THE PROBLEM
Skipping each picture, output the entries exactly as they stand below.

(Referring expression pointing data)
────────────────

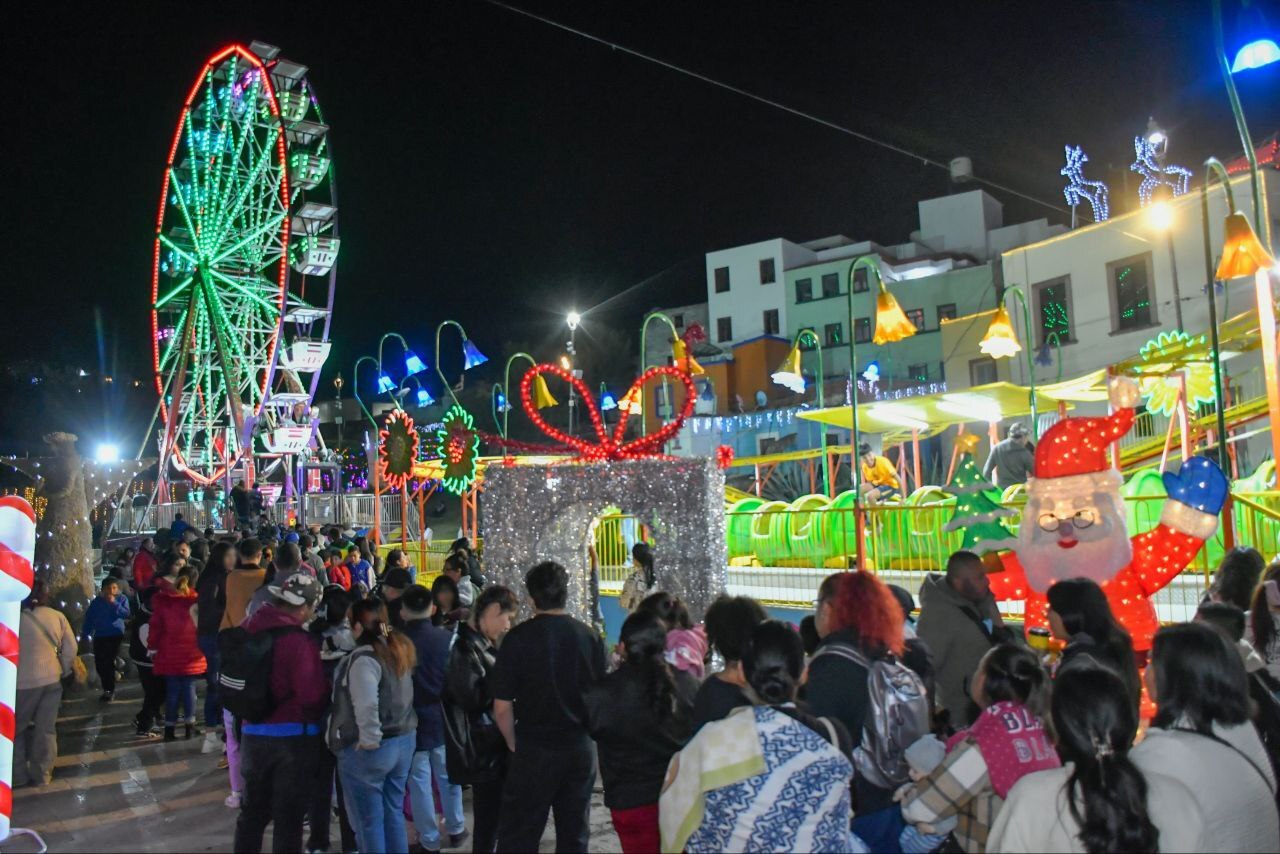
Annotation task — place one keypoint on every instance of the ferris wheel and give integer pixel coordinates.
(243, 270)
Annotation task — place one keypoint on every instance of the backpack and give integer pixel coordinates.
(245, 674)
(897, 715)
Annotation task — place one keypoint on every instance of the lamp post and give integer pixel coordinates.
(644, 354)
(891, 325)
(1238, 113)
(471, 356)
(1001, 342)
(790, 375)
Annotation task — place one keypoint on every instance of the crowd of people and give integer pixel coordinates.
(339, 683)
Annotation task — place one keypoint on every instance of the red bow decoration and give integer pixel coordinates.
(611, 444)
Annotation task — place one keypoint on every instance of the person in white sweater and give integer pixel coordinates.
(1202, 734)
(46, 653)
(1098, 800)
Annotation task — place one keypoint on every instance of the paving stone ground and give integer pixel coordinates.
(115, 791)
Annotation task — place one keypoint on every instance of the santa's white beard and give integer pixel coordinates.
(1100, 551)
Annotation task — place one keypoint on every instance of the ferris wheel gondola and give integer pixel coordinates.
(243, 268)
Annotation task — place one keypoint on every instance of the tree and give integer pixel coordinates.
(978, 510)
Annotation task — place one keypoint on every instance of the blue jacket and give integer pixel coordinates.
(104, 619)
(433, 654)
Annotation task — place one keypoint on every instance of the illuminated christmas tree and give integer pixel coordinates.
(978, 508)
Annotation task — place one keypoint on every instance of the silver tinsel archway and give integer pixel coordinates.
(535, 514)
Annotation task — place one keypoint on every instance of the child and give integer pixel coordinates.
(104, 625)
(152, 685)
(918, 837)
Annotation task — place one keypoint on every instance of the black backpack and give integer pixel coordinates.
(245, 672)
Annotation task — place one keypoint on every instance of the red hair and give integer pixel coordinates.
(860, 602)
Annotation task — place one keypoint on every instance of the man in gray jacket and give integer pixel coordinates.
(959, 621)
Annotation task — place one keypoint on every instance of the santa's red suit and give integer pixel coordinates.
(1074, 523)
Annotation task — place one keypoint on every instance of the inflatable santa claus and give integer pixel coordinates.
(1074, 523)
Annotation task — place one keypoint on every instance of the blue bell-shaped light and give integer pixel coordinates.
(412, 364)
(471, 355)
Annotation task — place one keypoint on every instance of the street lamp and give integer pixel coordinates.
(1001, 342)
(790, 375)
(891, 324)
(471, 356)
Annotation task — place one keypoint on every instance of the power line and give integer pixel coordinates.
(760, 99)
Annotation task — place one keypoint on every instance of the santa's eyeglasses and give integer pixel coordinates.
(1051, 523)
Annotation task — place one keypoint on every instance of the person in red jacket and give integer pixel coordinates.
(174, 651)
(144, 565)
(280, 756)
(337, 570)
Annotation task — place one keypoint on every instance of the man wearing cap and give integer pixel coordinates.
(279, 754)
(1013, 460)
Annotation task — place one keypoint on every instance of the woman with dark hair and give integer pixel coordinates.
(639, 716)
(1080, 616)
(1006, 743)
(1264, 628)
(728, 621)
(641, 580)
(1237, 578)
(448, 612)
(769, 777)
(859, 622)
(373, 727)
(1098, 800)
(1202, 734)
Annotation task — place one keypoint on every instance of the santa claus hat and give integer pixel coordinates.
(1078, 446)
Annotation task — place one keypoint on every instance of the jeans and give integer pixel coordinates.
(179, 692)
(213, 707)
(104, 660)
(540, 780)
(278, 772)
(373, 782)
(35, 741)
(426, 765)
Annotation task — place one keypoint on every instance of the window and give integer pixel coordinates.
(1130, 293)
(722, 279)
(767, 272)
(723, 329)
(982, 370)
(860, 279)
(830, 284)
(1052, 302)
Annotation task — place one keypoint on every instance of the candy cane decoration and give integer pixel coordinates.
(17, 552)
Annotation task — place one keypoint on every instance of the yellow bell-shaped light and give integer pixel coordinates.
(1000, 341)
(891, 323)
(630, 401)
(1242, 250)
(542, 394)
(789, 374)
(684, 360)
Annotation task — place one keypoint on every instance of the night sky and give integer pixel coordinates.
(498, 170)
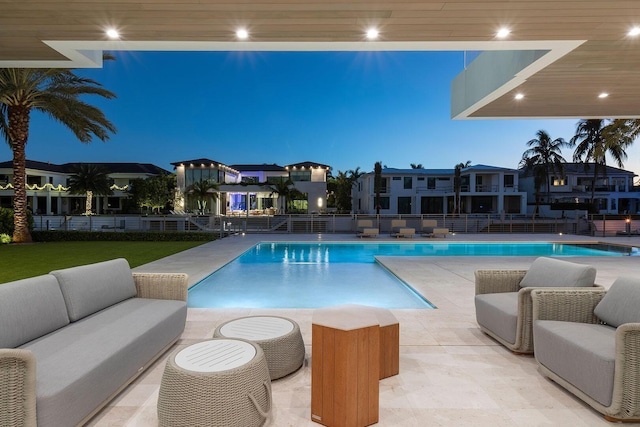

────────────────

EXERCISE OUTPUT
Annotation task — place one keypoint on every instance of the ferris wheel and give integer pixel coordinates.
(243, 270)
Annotation task — place one keypoint on every instance of the backpack and give integer pixel coordinates.
(245, 674)
(897, 715)
Annotation task — place one keypoint on every instance of the lamp post and give integer pixel coordinates.
(644, 354)
(891, 325)
(1238, 113)
(471, 356)
(1001, 342)
(790, 375)
Annotation task — place one keypoint on every instance of the crowd of people and give integer pixel coordinates.
(339, 683)
Annotation task — place one keypoint on every instance of the red bow decoration and give integer pixel coordinates.
(611, 444)
Annotation task — place one keypoint on every instance of the person in white sweater and give integer pixel coordinates.
(1202, 734)
(46, 653)
(1098, 800)
Annotation task — place one keypoint on every instance of the paving stone ground and give integer pixel coordinates.
(115, 791)
Annotation task — place one keypoint on every instance of the santa's white beard and give integer pixel coordinates.
(1100, 551)
Annotation task — place one keypoint on every instance of the ferris wheel gondola and give integer pixel coordinates.
(243, 268)
Annotation task — place one keypoint on every instance of the tree and give integer pixel coordinates.
(978, 510)
Annotation task — place one keypoint on every instance of the blue jacket and give integer pixel coordinates.
(104, 619)
(433, 654)
Annotation task — place one keypoint on every instance of the illuminated christmas tree and give integer pixel coordinates.
(978, 508)
Annotation task — place one keypoint on every instance of the silver tinsel archway and give integer pixel coordinates.
(535, 514)
Annotation task — place one keypoint on every instance of the child and give integer pixel coordinates.
(104, 625)
(152, 685)
(918, 837)
Annotation task — place one keypoint on every instance of the black backpack and give integer pixel coordinates.
(245, 672)
Annotation task — place one keypoint on every instance of the red hair and give integer pixel coordinates.
(860, 602)
Annotation task — place one keypoint on every instance of the man in gray jacket and give integer pixel coordinates.
(959, 621)
Annotation task — place one keypoint on every instance of the santa's red suit and give integer pixel coordinates.
(1074, 523)
Annotation task — place one keypoint on every instance of the inflatable santa claus and give integer pixel coordinates.
(1074, 523)
Annotation task — place one keypoint on every instance of the blue bell-shaped light and give integer pixel coordinates.
(412, 364)
(471, 355)
Annotation task — place one keypoint on every instance of the street lamp and give integer pixel coordinates.
(1001, 342)
(790, 375)
(891, 324)
(471, 356)
Annotation task — place one keypoint on every instance of the power line and give integer pixel coordinates.
(760, 99)
Annotation task — place one keypoint on every instance of the santa's eyeglasses and give integer pixel coordinates.
(1051, 523)
Annotation task — place one keypoint on every instance of the person in red jacket and give integer pixel coordinates.
(174, 651)
(144, 565)
(280, 756)
(337, 570)
Annotation task — place one keypoint on every instance of the man wearing cap and give integer pixel coordinates.
(279, 754)
(1013, 460)
Annotation task — place one keypoint on every instance of the woman with dark hair and give integer pixel coordinates.
(639, 716)
(1080, 616)
(1006, 743)
(1264, 628)
(728, 621)
(641, 580)
(1237, 578)
(448, 612)
(769, 777)
(859, 622)
(373, 727)
(1098, 800)
(1202, 734)
Annotation task — place one keypoint on every instance of the santa claus hat and give integer pixel coordinates.
(1078, 446)
Annotation task — place one keypoint on every instance of the jeans and give integer pixel coordinates.
(179, 692)
(213, 707)
(104, 660)
(540, 780)
(278, 772)
(373, 782)
(35, 741)
(426, 765)
Annotation task — place one keypoint on every instance of the window and give integer pixel coordinates.
(1130, 293)
(722, 279)
(767, 272)
(723, 329)
(982, 370)
(860, 279)
(830, 284)
(1052, 302)
Annotation task — place one keypoint on every instance of the candy cane decoration and give integer pixel coordinates.
(17, 552)
Annotation task — place one keypoint on every instance of the yellow bell-shaped light and give integer pixel coordinates.
(1000, 341)
(891, 323)
(630, 401)
(1242, 250)
(542, 394)
(789, 374)
(684, 360)
Annotation task — place one keypoint on every instance of the night sky and give integer pixel coordinates.
(498, 170)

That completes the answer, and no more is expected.